• [WRITTEN INSTRUCTION 1] How old is pianist Orion Weiss, according to the review?
• [WRITTEN INSTRUCTION 2] Please copy the review again, beginning at the words "After intermission, Weiss" and stopping after "time to develop.", renaming "Weiss" as "the pianist" throughout.

• [SUPPLIED TEXT]
* * *

Big technique swamps little Raitt Hall

March 11, 2003|Richard S. Ginell | Special to The Times

At 21, Ohio-born pianist Orion Weiss cuts a charismatic, boyish, curly-headed figure -- reminiscent of the young Simon Rattle or Evgeny Kissin -- and he has a lengthy resume of competition victories and collaborations with celebrity musicians. He's got a big-league technique, and he seems to be used to brandishing it in big halls, playing out with all fingers blazing.

This, though, may not have been the best way to play in Pepperdine's tiny Raitt Recital Hall on Sunday afternoon, when a 9-foot Steinway can easily seem like a whale in a swimming pool. Very often, the piano sounded too loud, opaque and thick-set.

On this occasion, Weiss fiddled around with the order of works. He planned to stand tradition on its head by beginning with Bartok's "Out of Doors" and ending with J.S. Bach's Partita No. 4. By concert time, Weiss had switched to a more conventional path, leading off with a rather monotonous performance of the Bach, where the notes lacked character and could have used stronger dance rhythms. But the Bartok, which followed, was terrific, with plenty of driving, hammering clangor and a well-characterized, chirping "Musiques Nocturnes" movement.

After intermission, Weiss swapped Scriabin's Sonata No. 5 for the composer's more radical, more chromatically drifting Sonata No. 10, handling the tangles of trills and tremolos with flair. Schumann's Fantasy in C Major, Opus 17, might have been better placed right before intermission as originally announced, yet Weiss chose to end the program with it, turning on the bombast in the March but not making much poetry out of the concluding slow movement. The talent is there; just give it time to develop.

* * *

• [ENTRIES SUPPLIED]
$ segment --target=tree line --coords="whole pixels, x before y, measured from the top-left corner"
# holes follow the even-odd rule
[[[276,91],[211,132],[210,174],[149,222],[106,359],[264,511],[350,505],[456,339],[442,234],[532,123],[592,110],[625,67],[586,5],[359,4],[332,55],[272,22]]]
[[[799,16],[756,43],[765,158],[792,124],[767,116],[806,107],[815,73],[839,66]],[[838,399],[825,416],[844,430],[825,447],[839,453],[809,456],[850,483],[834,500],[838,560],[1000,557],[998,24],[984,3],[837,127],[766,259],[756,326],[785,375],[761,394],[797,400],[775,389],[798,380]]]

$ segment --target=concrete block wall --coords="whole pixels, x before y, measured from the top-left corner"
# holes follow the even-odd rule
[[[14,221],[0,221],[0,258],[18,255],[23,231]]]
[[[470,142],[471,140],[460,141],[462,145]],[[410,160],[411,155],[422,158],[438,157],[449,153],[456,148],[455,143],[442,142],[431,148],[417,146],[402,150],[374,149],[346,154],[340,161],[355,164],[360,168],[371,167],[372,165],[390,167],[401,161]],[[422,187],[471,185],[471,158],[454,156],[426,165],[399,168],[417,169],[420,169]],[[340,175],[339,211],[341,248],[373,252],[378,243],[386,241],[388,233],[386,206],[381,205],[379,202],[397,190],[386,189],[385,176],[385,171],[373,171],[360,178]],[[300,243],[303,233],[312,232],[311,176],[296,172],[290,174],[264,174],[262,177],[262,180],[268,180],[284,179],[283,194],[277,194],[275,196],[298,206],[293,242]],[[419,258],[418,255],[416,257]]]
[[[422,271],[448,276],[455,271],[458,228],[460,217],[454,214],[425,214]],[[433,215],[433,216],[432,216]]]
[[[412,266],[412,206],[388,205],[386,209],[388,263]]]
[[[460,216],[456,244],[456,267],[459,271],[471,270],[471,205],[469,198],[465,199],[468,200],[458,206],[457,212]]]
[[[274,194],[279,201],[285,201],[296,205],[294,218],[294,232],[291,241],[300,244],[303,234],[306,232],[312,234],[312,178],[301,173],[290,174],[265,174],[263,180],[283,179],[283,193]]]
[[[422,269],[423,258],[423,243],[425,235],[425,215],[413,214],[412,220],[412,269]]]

* * *

• [CORRECT ANSWER 1] He is 21.

• [CORRECT ANSWER 2]
After intermission, the pianist swapped Scriabin's Sonata No. 5 for the composer's more radical, more chromatically drifting Sonata No. 10, handling the tangles of trills and tremolos with flair. Schumann's Fantasy in C Major, Opus 17, might have been better placed right before intermission as originally announced, yet the pianist chose to end the program with it, turning on the bombast in the March but not making much poetry out of the concluding slow movement. The talent is there; just give it time to develop.